-- Begin Entries supplied --

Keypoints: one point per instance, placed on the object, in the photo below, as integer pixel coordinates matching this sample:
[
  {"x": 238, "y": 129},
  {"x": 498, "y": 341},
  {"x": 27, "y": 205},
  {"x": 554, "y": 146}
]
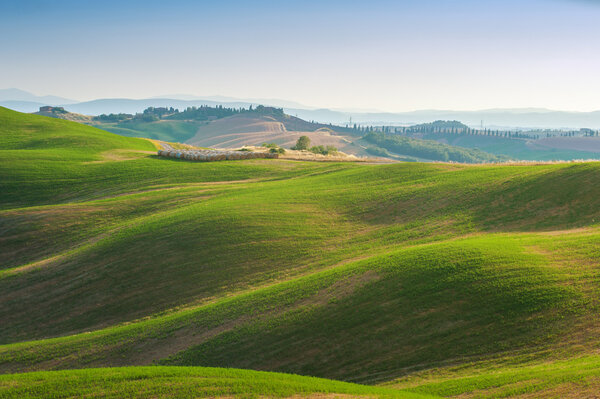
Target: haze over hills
[
  {"x": 435, "y": 279},
  {"x": 494, "y": 118}
]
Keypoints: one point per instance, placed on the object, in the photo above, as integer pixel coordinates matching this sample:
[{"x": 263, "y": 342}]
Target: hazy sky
[{"x": 377, "y": 54}]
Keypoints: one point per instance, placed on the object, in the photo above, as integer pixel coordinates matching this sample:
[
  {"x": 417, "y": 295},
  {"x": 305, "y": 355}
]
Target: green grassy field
[
  {"x": 439, "y": 279},
  {"x": 183, "y": 382}
]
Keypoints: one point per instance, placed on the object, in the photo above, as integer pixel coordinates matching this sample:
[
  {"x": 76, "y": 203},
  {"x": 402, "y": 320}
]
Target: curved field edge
[
  {"x": 383, "y": 316},
  {"x": 183, "y": 382},
  {"x": 577, "y": 377}
]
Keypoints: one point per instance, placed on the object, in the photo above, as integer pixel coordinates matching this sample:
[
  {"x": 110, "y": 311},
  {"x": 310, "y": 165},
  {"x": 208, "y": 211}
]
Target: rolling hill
[
  {"x": 430, "y": 279},
  {"x": 282, "y": 129}
]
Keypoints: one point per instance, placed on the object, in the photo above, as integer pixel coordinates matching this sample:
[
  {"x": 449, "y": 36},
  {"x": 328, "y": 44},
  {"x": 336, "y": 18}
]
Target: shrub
[{"x": 302, "y": 143}]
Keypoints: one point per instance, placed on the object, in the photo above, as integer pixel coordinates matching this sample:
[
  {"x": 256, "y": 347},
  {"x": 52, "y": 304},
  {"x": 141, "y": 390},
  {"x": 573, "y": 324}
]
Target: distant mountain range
[{"x": 23, "y": 101}]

-- End Entries supplied --

▶ _What you are asked to do_:
Repeat the material verbatim. Do not carry over any picture.

▶ _Answer to this exercise_:
Keypoints: one point per instance, placed on the object, in the photo below, as integer pixel coordinates matching this sample:
[
  {"x": 238, "y": 129},
  {"x": 498, "y": 341},
  {"x": 27, "y": 205},
  {"x": 554, "y": 146}
]
Target: haze over hills
[
  {"x": 435, "y": 279},
  {"x": 494, "y": 118}
]
Keypoints: one point per instance, placed on the object, in the photo above, as integer pixel coordinates matching this sample:
[{"x": 263, "y": 342}]
Target: hazy sky
[{"x": 377, "y": 54}]
Keypoints: one point per instance, placed on the object, in the photo above, as integer pixel coordinates matching this sample:
[
  {"x": 417, "y": 295},
  {"x": 305, "y": 355}
]
Target: green grassy field
[
  {"x": 439, "y": 279},
  {"x": 183, "y": 382}
]
Keypoints: one point per instance, placed on the object, in the photo above, as integer pixel coordinates matching this sample:
[
  {"x": 76, "y": 203},
  {"x": 402, "y": 320}
]
Target: curved field edge
[
  {"x": 383, "y": 316},
  {"x": 183, "y": 382},
  {"x": 577, "y": 377}
]
Keypoints: one point per instance, placed on the object, in the photo above, as integer pixel coordinates matching this sample:
[
  {"x": 110, "y": 311},
  {"x": 310, "y": 165},
  {"x": 208, "y": 211}
]
Target: rolling hill
[
  {"x": 430, "y": 279},
  {"x": 282, "y": 129}
]
Keypoints: one point per instance, placed on the object, in the photo above, as integer pixel coordinates matching this sample:
[
  {"x": 449, "y": 36},
  {"x": 328, "y": 44},
  {"x": 336, "y": 18}
]
Target: shrub
[{"x": 302, "y": 143}]
Keypoints: one point per instance, placed on the object, in the photo above, as integer pixel coordinates matching this sample:
[
  {"x": 256, "y": 347},
  {"x": 52, "y": 304},
  {"x": 141, "y": 390},
  {"x": 573, "y": 324}
]
Target: distant mountain range
[{"x": 23, "y": 101}]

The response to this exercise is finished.